* Texto
Bozza, que recebe apoio da FAPERJ para a realização de suas pesquisas por meio do programa Cientista do Nosso Estado (CNE) e da chamada Apoio a Projetos Temáticos, diz que o estudo ganhou grande repercussão, tanto dentro da comunidade científica quanto da população em geral. “Um dos objetivos da equipe foi informar os resultados da pesquisa por meio de uma linguagem acessível e em que os dados falassem por si”. Os pesquisadores foram motivados pela extrema pressão que a pandemia de COVID-19 provocou nos sistemas de saúde em todo o mundo, em especial devido ao aumento de internações hospitalares e o crescimento da demanda por leitos de UTI, suporte respiratório avançado e profissionais de saúde treinados. Para Fernando Bozza, o fato de o artigo ter “viralizado” nos diversos grupos de médicos nas redes sociais e tido boa repercussão na mídia mostra a importância da reflexão social e política sobre a epidemia e esse momento dramático para a humanidade e para o País.

No artigo, os pesquisadores chamam a atenção para o fato de o Brasil ter uma população de 210 milhões de habitantes distribuídos em uma extensa área territorial, com grande heterogeneidade entre suas cinco macrorregiões, incluindo disparidade socioeconômica, que se reflete na qualidade dos serviços regionais de saúde. “A COVID-19 afeta as populações e os sistemas de saúde de forma desigual, colapsando primeiro os sistemas de saúde mais frágeis e provocando desfechos piores sobre as populações mais vulneráveis, tanto econômica quanto biologicamente”, afirma o médico intensivista. A proporção geral de mortes hospitalares foi maior entre pacientes analfabetos (63%), negros ou pardos (43%) ou indígenas (42%).

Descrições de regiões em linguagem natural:
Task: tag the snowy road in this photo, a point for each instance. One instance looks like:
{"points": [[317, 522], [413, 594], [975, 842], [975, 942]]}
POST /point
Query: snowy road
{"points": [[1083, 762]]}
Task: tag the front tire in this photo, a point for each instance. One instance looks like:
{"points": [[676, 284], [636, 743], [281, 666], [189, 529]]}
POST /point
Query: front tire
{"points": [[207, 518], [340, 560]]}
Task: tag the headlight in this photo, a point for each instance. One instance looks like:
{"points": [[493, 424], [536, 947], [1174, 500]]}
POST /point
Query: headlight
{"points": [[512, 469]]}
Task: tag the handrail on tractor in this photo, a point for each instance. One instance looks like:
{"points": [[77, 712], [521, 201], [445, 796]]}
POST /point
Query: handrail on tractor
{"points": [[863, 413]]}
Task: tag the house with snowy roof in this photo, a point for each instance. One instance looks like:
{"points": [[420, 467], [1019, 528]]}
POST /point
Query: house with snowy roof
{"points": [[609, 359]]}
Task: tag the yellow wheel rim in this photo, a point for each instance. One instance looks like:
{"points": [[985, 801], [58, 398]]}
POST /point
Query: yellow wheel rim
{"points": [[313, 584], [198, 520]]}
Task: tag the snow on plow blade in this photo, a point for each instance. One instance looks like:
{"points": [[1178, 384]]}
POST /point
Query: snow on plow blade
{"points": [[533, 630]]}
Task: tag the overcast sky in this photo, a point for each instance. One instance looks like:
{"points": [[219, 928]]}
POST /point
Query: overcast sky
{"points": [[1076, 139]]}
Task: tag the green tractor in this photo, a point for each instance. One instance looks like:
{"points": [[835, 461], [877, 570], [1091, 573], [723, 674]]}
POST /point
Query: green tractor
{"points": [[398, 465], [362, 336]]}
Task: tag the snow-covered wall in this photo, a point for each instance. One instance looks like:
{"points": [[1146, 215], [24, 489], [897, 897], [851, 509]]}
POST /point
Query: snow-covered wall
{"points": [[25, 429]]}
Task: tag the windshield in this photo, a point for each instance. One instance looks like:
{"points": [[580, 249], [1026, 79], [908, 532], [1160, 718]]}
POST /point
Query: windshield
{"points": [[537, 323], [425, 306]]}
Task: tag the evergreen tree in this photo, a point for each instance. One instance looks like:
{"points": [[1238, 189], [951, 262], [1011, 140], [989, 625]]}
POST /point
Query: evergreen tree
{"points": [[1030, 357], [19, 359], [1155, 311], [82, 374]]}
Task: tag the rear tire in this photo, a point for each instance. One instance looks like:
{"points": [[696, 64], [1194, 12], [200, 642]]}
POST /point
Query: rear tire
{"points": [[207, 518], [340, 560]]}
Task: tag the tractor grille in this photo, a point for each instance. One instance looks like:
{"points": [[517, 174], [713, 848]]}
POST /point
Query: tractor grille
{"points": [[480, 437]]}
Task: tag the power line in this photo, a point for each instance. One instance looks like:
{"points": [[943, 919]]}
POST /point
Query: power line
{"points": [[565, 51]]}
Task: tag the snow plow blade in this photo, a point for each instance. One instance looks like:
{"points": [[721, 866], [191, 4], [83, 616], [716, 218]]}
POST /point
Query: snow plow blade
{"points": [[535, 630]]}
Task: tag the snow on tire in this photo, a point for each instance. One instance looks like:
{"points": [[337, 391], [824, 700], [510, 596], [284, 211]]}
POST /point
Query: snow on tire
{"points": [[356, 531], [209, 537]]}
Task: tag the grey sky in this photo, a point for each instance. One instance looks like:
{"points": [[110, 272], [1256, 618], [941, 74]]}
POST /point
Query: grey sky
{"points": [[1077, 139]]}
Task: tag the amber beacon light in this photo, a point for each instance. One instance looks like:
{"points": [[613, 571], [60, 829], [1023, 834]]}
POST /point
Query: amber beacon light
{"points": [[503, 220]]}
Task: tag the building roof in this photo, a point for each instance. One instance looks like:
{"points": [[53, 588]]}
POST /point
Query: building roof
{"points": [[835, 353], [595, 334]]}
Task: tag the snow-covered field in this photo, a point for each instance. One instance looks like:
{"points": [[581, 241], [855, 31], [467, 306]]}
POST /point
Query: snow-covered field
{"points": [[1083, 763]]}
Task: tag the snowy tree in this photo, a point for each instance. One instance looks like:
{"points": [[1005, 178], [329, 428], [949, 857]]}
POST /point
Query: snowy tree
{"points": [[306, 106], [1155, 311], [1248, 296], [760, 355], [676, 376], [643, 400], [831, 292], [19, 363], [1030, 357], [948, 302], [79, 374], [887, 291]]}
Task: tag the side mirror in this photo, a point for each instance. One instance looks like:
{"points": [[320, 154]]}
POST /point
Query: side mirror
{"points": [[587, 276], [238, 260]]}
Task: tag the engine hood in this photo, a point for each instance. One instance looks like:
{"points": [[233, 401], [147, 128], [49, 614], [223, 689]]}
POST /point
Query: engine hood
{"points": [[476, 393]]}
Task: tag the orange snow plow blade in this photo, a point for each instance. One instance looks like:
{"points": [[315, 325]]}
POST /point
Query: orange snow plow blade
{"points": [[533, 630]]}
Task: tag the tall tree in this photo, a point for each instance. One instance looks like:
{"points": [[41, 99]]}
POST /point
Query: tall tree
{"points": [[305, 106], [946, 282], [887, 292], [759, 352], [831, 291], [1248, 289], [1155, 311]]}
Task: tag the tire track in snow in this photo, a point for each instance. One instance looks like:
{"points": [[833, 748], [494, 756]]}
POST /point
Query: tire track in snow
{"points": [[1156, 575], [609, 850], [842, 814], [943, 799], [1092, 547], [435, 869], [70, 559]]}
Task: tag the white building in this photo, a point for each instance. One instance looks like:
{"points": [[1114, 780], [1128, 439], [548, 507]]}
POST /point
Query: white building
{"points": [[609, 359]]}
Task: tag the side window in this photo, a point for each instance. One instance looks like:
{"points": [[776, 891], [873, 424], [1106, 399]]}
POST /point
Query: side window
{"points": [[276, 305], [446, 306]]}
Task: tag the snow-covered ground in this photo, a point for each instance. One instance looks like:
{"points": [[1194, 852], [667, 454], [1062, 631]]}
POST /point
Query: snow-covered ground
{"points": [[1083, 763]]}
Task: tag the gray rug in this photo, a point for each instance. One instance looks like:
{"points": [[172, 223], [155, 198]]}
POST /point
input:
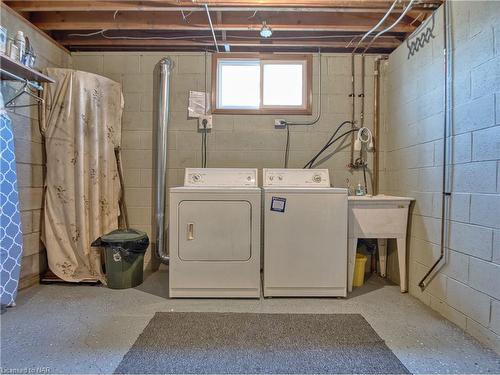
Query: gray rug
{"points": [[221, 343]]}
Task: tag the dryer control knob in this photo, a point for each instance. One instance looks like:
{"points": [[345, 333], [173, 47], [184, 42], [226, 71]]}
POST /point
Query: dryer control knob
{"points": [[317, 178]]}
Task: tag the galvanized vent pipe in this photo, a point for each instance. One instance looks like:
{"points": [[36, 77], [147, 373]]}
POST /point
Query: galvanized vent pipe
{"points": [[161, 110]]}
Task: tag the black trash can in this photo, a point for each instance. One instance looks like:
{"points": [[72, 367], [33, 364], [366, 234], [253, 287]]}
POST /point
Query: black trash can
{"points": [[124, 257]]}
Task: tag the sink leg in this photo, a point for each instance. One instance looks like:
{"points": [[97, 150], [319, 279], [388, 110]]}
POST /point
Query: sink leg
{"points": [[353, 244], [401, 242]]}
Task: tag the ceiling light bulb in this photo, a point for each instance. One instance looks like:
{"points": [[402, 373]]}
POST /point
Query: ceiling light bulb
{"points": [[265, 31]]}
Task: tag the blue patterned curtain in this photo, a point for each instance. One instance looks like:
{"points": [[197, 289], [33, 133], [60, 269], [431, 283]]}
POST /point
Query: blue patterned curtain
{"points": [[11, 237]]}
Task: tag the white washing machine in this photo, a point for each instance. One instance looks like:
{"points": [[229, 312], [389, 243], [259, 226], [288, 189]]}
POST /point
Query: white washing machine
{"points": [[214, 234], [305, 234]]}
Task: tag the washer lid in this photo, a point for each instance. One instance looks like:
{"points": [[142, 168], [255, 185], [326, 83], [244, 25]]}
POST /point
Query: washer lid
{"points": [[214, 177], [310, 178]]}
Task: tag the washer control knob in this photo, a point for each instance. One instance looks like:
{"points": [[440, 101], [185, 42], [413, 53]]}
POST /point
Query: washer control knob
{"points": [[317, 178]]}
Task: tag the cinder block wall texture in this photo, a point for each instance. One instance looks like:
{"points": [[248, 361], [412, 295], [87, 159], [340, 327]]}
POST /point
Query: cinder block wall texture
{"points": [[236, 140], [29, 152], [466, 289]]}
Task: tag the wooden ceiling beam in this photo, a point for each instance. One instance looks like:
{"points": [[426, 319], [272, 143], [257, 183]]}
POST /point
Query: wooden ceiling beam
{"points": [[318, 43], [100, 6], [352, 22]]}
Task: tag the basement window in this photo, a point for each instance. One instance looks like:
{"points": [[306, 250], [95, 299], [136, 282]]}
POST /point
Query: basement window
{"points": [[261, 84]]}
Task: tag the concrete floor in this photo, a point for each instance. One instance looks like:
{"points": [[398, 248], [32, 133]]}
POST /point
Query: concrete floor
{"points": [[88, 329]]}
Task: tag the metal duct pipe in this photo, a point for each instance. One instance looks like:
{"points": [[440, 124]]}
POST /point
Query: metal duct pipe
{"points": [[448, 121], [160, 128]]}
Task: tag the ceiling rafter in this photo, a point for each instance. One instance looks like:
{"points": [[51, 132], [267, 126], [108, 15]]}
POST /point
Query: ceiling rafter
{"points": [[155, 22]]}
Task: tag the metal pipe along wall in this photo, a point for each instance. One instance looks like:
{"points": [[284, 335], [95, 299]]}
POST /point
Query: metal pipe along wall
{"points": [[162, 75]]}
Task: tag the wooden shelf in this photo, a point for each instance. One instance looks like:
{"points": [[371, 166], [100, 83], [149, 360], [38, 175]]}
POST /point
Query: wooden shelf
{"points": [[14, 67]]}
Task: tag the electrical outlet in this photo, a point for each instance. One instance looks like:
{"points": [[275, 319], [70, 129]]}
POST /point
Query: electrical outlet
{"points": [[279, 123], [205, 122]]}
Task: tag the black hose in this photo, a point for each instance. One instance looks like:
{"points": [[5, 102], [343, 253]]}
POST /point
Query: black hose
{"points": [[329, 143]]}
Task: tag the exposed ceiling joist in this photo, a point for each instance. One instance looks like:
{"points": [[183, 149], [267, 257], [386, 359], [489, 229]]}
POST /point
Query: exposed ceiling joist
{"points": [[387, 44], [183, 24], [198, 21], [100, 6]]}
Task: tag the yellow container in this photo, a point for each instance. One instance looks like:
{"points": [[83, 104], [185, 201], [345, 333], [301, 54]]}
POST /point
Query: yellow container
{"points": [[359, 270]]}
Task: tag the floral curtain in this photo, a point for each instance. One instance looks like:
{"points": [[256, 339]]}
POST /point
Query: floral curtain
{"points": [[81, 124]]}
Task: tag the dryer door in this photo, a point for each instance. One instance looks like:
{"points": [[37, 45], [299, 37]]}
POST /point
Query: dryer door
{"points": [[215, 230]]}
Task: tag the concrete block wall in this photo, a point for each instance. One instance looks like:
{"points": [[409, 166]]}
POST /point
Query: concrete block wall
{"points": [[465, 290], [236, 140], [29, 151]]}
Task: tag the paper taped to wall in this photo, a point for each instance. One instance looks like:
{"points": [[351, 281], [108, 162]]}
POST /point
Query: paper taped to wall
{"points": [[197, 100]]}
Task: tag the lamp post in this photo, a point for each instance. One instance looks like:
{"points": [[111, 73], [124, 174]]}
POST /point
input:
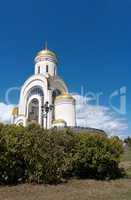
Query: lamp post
{"points": [[45, 110]]}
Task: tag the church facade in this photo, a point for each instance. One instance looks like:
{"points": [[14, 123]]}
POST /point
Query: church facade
{"points": [[44, 97]]}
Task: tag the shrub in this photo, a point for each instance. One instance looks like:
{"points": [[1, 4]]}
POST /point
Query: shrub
{"points": [[97, 156], [32, 154]]}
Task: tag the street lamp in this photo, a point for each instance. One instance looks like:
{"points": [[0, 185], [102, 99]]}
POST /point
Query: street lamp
{"points": [[45, 110]]}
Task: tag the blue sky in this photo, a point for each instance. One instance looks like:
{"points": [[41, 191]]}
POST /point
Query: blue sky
{"points": [[92, 39]]}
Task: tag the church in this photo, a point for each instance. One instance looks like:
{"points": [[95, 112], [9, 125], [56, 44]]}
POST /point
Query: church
{"points": [[44, 97]]}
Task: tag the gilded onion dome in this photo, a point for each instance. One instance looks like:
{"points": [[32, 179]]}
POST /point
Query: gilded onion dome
{"points": [[15, 111], [46, 55]]}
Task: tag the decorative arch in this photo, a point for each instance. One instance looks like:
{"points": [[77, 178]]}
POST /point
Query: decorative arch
{"points": [[33, 111]]}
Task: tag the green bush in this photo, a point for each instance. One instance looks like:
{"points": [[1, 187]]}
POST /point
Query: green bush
{"points": [[97, 156], [32, 154]]}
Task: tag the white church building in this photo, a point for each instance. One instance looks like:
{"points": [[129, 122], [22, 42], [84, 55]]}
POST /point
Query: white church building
{"points": [[44, 97]]}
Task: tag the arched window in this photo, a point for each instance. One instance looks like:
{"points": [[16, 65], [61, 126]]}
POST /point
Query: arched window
{"points": [[35, 91], [47, 68], [33, 111], [38, 69]]}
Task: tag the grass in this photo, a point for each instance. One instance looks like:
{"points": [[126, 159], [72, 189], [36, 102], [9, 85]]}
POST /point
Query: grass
{"points": [[75, 189]]}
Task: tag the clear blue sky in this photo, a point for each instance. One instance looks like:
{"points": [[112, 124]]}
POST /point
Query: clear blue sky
{"points": [[92, 39]]}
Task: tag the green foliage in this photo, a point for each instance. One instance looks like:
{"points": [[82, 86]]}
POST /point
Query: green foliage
{"points": [[128, 142], [32, 154], [98, 156]]}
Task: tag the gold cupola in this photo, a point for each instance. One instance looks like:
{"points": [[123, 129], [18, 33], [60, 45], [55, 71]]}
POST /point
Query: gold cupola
{"points": [[46, 55]]}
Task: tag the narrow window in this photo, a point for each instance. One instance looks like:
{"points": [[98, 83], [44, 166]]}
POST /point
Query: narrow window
{"points": [[38, 69], [46, 68]]}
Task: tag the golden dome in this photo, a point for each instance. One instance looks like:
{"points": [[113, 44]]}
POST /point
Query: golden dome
{"points": [[15, 111], [46, 53], [59, 121]]}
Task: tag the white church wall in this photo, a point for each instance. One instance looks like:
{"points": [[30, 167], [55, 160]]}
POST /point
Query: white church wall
{"points": [[65, 110]]}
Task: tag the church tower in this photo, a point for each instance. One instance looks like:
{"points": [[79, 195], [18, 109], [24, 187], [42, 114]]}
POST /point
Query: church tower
{"points": [[44, 97]]}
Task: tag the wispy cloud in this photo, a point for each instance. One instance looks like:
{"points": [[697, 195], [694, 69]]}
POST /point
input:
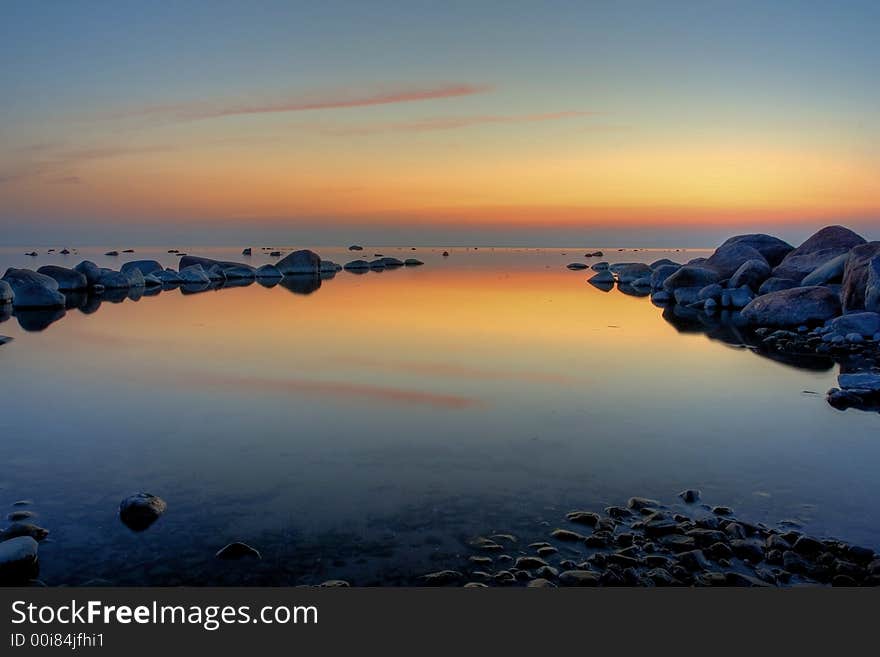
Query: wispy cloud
{"points": [[446, 123], [196, 110]]}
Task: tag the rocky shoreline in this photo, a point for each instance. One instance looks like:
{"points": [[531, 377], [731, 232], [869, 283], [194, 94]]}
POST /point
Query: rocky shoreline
{"points": [[816, 302], [647, 543]]}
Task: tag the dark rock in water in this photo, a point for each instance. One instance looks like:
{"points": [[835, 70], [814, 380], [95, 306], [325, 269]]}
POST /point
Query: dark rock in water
{"points": [[301, 284], [145, 267], [633, 272], [23, 529], [34, 320], [442, 577], [691, 276], [830, 272], [141, 510], [855, 276], [799, 305], [67, 279], [18, 560], [114, 280], [823, 246], [237, 550], [33, 290], [689, 495], [579, 578], [303, 262], [268, 271], [772, 249], [775, 284], [750, 274], [6, 293], [865, 324], [728, 258], [90, 270]]}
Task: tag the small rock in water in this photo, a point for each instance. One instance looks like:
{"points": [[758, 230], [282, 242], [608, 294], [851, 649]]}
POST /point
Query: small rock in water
{"points": [[237, 550], [23, 529], [141, 510]]}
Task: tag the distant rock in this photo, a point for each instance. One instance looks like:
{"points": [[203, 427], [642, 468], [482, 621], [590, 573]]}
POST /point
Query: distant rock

* Instruções
**A.** Diga se cada afirmação abaixo está de acordo com o texto sobre o estudo da COVID-19, respondendo sim ou não e citando literalmente as palavras do texto que decidem a questão. (i) Bozza recebe apoio da FAPERJ por meio do programa Cientista do Nosso Estado. (ii) A proporção de mortes hospitalares foi maior entre pacientes indígenas do que entre pacientes analfabetos. (iii) O Brasil tem uma população de 200 milhões de habitantes.
**B.** Devolva, sem nenhuma alteração, o trecho do texto sobre o estudo da COVID-19 que começa em “No artigo, os” e termina em “ou indígenas (42%).”.

* Respostas por tarefa
**A.**
(i) Sim: “recebe apoio da FAPERJ para a realização de suas pesquisas por meio do programa Cientista do Nosso Estado (CNE)”.
(ii) Não: “A proporção geral de mortes hospitalares foi maior entre pacientes analfabetos (63%), negros ou pardos (43%) ou indígenas (42%).”
(iii) Não: “o Brasil ter uma população de 210 milhões de habitantes”.

**B.**
No artigo, os pesquisadores chamam a atenção para o fato de o Brasil ter uma população de 210 milhões de habitantes distribuídos em uma extensa área territorial, com grande heterogeneidade entre suas cinco macrorregiões, incluindo disparidade socioeconômica, que se reflete na qualidade dos serviços regionais de saúde. “A COVID-19 afeta as populações e os sistemas de saúde de forma desigual, colapsando primeiro os sistemas de saúde mais frágeis e provocando desfechos piores sobre as populações mais vulneráveis, tanto econômica quanto biologicamente”, afirma o médico intensivista. A proporção geral de mortes hospitalares foi maior entre pacientes analfabetos (63%), negros ou pardos (43%) ou indígenas (42%).